- [Aim of the exercise]
Copy out, word for word, the stretch of the records below from the line containing "of the lynx" through the end of the records, both ends included.

- [Listed entries]

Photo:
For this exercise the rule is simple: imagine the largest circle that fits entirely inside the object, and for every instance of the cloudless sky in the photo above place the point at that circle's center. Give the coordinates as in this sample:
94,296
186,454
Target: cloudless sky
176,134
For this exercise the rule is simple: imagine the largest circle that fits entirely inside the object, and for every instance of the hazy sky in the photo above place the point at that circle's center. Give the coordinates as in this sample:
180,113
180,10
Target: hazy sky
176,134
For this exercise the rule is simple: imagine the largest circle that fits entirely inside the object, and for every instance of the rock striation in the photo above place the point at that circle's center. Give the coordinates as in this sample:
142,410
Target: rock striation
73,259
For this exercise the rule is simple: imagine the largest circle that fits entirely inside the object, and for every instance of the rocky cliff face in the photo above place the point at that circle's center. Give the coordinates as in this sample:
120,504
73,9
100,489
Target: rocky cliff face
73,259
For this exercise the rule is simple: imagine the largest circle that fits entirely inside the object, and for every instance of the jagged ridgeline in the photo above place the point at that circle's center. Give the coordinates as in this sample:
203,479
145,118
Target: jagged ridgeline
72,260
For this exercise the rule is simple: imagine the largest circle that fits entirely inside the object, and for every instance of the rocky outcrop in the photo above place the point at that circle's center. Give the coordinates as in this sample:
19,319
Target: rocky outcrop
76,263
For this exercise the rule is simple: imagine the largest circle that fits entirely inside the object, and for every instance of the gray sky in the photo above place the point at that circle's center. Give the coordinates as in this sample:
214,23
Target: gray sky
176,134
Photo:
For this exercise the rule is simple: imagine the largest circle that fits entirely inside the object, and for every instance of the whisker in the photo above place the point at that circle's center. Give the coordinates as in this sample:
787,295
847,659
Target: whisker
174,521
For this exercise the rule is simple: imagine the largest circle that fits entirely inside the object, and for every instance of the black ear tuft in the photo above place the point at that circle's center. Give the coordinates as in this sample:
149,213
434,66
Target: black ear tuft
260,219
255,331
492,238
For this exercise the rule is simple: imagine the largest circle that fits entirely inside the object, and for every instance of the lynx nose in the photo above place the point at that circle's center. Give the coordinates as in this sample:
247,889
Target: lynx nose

- [Response to the task]
For this exercise the rule is simple: imagine the largest circle that fits entirely inside the object, and for every instance of the lynx nose in the photo above place the point at that circle's center. Give the coordinates as in this sample:
247,889
Target: lynx nose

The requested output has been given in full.